Exercise = Lay out these lines as a Markdown table with the columns "Row" and "Line", numbering each row and skipping blank lines. Omit the pictures from your answer.

***** The data

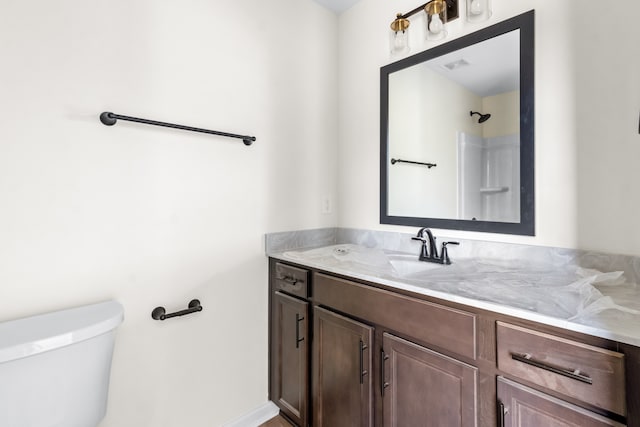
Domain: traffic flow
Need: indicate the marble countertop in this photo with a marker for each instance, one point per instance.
(552, 292)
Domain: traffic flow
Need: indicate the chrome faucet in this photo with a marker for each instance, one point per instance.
(429, 252)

**********

Answer to this exercise =
| Row | Line |
|---|---|
| 1 | Domain: traffic flow |
| 2 | Need: indicate the marble countertop in this photo with a marker for each instance, one point per instance. |
| 3 | (552, 292) |
| 4 | Domain: traffic flow |
| 5 | Need: indicate the chrome faucet in this photo with a marker for each instance, one point per instance. |
| 6 | (429, 252) |